* Required task 1
Extract the part of the book review between "When an assembly" and "imagery of school layouts.", inclusive, with no changes.

This book join the ranks of most underwhelming titles I’ve read in 2015 (release is in 2016). Cover’s great, though.

Full disclosure: I received an e-ARC of This Is Where It Ends from Netgalley. I extend thanks to SourceBooks Fire for providing me the opportunity to review this book. 


Afterthoughts:

Premise

When an assembly ends at Opportunity High, students make like bandits to the exit; some hoping to get a quick smoke in before the next class, others wishing to linger with their friends. But the doors don’t open…except for one, and standing between freedom is a student with a gun.


Setting

The Alabama town Opportunity High is set at is pretty plain. In a way, it allows readers to draw from personal experience and imagery of school layouts.

But setting is more than just infrastructure. It very much regards the heart of a community; the stakeholders being pivotal to how this story is sold. That’s where things become muddled. It’s fine that the perpetrator locked the school population in the auditorium but locking every single student and teacher etc. etc. etc. EXCEPT for the convenient narrators is utter nonsense (e.g. track & field team and random students rummaging through the administrative office).

Could it happen? Yeah.

But to have everything and everyone so conveniently placed? Shut the front door.

You’re telling me there aren’t people who’d skip an assembly or are already detoured elsewhere (considering it’s the same mundane speech year in-and-out)? That only one janitor works the shift? That there was no one who saw this kid fucking chain up the doors in preparation for doomsday? That no one in this day and age had a mobile device or a mind to call police instead of Tweeting about it?

These variables make the situation read so black and white with no room for anything external to exist. These are just some aspects that killed the promise of this story to come alive.


Narration/Characters

This Is Where It Ends falls on its own sword gun-wound on one basis: when the choice is made to withhold the gunman’s voice, readers are only able to understand through filtered glasses. And when characters continually preach the shooters’ evilness, it does not assert the underlying motivation to carry out these acts. I’m not looking for redeeming qualities but that doesn’t mean their psyche isn’t critical to the story. All I got was a hollow villain and an unfairly one-sided story that chooses to dismiss the psychology of its central character.

And that’s a problem.

* Required task 2
Copy the lines of the listing below word for word, starting with the line that contains "Tag the calm" and running through the end of the listing, including both ends.

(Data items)
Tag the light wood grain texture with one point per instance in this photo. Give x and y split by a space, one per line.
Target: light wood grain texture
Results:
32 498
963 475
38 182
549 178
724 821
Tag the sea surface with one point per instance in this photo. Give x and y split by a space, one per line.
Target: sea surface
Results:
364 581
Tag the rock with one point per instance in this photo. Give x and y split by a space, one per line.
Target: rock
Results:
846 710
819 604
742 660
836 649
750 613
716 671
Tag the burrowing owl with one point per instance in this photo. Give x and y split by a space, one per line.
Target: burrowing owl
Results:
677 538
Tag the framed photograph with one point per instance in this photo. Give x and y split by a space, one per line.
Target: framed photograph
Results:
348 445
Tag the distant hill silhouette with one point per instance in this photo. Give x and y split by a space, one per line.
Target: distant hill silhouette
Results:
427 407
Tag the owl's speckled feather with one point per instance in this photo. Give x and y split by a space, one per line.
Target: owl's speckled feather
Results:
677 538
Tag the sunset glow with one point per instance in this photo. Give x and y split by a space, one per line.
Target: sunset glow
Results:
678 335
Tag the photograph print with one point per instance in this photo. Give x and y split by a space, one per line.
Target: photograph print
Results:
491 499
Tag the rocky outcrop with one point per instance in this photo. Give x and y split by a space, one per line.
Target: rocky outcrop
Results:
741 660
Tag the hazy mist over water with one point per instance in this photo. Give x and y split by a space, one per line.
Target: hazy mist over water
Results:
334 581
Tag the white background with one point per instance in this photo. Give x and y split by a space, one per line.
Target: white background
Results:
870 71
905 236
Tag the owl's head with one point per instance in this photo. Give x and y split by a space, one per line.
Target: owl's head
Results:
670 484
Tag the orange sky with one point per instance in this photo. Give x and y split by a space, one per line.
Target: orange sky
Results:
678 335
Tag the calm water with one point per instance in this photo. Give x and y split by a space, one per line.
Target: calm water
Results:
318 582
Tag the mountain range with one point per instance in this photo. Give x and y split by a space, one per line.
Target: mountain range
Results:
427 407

* Task result 1
When an assembly ends at Opportunity High, students make like bandits to the exit; some hoping to get a quick smoke in before the next class, others wishing to linger with their friends. But the doors don’t open…except for one, and standing between freedom is a student with a gun.


Setting

The Alabama town Opportunity High is set at is pretty plain. In a way, it allows readers to draw from personal experience and imagery of school layouts.

* Task result 2
Tag the calm water with one point per instance in this photo. Give x and y split by a space, one per line.
Target: calm water
Results:
318 582
Tag the mountain range with one point per instance in this photo. Give x and y split by a space, one per line.
Target: mountain range
Results:
427 407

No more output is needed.